[DOCUMENT EXTRACT start]

China and the Munich Security Conference

Much happened at the recently concluded Munich Security conference, but I am particularly interested in the speech by the outgoing foreign minister of Germany, Sigmar Gabriel. Some interpreted the speech as an attack on China and its Belt and Road Initiative, seeing the speech an accusation that China is trying to take over the world. However, if you actually look at the text of the speech, you will see that he has relatively little to say about China or Russia, or indeed the Korean peninsula – except to frame the speech in terms of a substantially changed world. Instead, he is most concerned about the way the United States is disappearing from the scene (as someone else pointed out, it is like watching the collapse of the Roman Empire). Gabriel worries about the fragmentation of the ‘liberal’ – that is, bourgeois – world order, imploring the USA to get involved again and suggesting that Europe as a whole needs to step up. All of this was far more accurately reported by Deutsche Welle.

[DOCUMENT EXTRACT end]
[GIVEN INFORMATION start]

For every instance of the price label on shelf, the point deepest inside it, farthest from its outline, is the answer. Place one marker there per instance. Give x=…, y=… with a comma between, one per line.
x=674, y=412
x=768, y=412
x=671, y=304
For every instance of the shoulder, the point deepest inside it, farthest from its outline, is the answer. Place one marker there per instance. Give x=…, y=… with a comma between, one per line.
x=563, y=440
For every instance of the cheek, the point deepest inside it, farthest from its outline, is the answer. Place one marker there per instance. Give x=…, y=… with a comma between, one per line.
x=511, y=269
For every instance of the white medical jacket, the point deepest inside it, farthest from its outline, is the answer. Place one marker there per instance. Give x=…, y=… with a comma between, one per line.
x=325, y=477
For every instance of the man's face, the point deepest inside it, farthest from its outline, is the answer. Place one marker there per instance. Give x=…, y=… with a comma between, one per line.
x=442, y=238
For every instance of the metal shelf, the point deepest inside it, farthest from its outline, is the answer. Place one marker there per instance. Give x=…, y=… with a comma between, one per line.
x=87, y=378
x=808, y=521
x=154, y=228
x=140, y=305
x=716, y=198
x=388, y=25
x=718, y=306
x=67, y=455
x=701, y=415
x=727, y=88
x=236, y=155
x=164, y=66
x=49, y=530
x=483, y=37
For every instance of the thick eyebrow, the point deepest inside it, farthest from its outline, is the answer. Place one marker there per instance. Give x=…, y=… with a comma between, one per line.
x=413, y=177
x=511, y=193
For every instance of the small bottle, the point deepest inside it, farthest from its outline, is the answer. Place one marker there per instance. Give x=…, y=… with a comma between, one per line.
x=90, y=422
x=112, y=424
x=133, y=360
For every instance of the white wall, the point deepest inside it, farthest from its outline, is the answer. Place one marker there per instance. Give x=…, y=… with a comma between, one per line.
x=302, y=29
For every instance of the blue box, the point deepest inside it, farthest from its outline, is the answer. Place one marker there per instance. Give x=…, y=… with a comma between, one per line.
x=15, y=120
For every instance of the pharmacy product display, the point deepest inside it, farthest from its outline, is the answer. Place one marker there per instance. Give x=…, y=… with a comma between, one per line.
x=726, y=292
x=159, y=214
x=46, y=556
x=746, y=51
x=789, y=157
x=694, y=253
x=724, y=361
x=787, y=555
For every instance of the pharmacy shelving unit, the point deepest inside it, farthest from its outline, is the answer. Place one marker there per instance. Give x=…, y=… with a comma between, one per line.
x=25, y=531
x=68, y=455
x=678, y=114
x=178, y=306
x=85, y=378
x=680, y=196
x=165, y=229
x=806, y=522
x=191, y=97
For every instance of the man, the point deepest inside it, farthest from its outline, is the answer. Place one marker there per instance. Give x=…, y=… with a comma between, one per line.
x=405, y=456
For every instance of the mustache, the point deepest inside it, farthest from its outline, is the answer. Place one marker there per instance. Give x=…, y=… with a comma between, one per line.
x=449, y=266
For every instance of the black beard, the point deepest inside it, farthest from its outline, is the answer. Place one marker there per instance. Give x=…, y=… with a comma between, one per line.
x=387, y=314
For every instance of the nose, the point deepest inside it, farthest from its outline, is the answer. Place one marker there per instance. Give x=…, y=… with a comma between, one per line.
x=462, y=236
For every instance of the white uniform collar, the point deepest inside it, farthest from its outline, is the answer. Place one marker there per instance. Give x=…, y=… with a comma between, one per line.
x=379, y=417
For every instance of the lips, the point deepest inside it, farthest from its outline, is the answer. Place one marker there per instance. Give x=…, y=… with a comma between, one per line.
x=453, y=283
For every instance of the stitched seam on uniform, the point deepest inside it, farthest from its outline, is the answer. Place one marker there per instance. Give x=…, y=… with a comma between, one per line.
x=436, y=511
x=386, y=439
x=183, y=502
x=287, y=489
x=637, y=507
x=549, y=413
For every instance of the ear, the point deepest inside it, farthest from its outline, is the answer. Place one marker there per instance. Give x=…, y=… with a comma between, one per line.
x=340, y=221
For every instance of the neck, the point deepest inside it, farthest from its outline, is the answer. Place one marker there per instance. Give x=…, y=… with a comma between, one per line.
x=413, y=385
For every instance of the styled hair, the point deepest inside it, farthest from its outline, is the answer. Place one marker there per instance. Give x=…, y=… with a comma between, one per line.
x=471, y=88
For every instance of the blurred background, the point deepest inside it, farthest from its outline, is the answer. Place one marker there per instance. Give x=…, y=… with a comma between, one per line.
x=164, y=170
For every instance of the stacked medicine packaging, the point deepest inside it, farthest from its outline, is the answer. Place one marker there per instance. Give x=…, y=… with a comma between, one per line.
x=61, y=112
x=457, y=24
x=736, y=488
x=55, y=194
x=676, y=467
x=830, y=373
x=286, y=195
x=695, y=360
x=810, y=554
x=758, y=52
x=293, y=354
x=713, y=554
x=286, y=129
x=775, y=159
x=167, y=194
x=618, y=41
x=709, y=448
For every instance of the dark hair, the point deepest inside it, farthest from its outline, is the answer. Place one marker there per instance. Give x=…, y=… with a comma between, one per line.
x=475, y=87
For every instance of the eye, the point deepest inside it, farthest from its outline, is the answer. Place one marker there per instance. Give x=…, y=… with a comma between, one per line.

[GIVEN INFORMATION end]

= INSTRUCTIONS TO FOLLOW =
Carry on the commentary on China and the Munich Security Conference, picking up after its final sentence.

= RESULT OF THE TASK =
But what did Gabriel say about China? He does say that China (implicitly Chinese Marxism) has a very different approach to the world, which is not a bourgeois liberal one focused on ‘freedom’, (bourgeois) ‘democracy’ and ‘the individual’. True enough, and I too am against this kind of world ‘order’. However, Gabriel also observes that China is the only global superpower that has a ‘truly global, geo-strategic’ idea, which it pursues consistently. Most importantly, he says that he is certainly not reproaching China for this project, for it is China’s perfect right (das gute Recht) to develop it.

The problem, however, is that Europe does not have a coherent answer. What type of answer? An alternative to China? No, what is needed is a new approach of shared values and global balance rather than a zero-sum game. Sounds remarkably like Xi Jinping’s ‘community of shared future for all’. (Another piece in DW indicates how China and the EU are already moving closer).

On this note, it is worth noting that Fu Ying (chair of the Foreign Relations Committee of the National People’s Congress) made it clear at the conference that China is not interested in a ‘competition of systems’. While she pointed out that the ‘Western’ system so beloved by Sigmar Gabriel (and others) has raised as many problems as it has solved, China is not interested in replacing it. To quote the article further:

But as China becomes stronger, questions and worries outside of China emerged.

What does it mean when China vows to “move closer to center stage”? Does it mean China is prepared to replace the United States and playing a “leading role”? When China offers “Chinese wisdom and a Chinese approach”, is that tantamount to China exporting its development model?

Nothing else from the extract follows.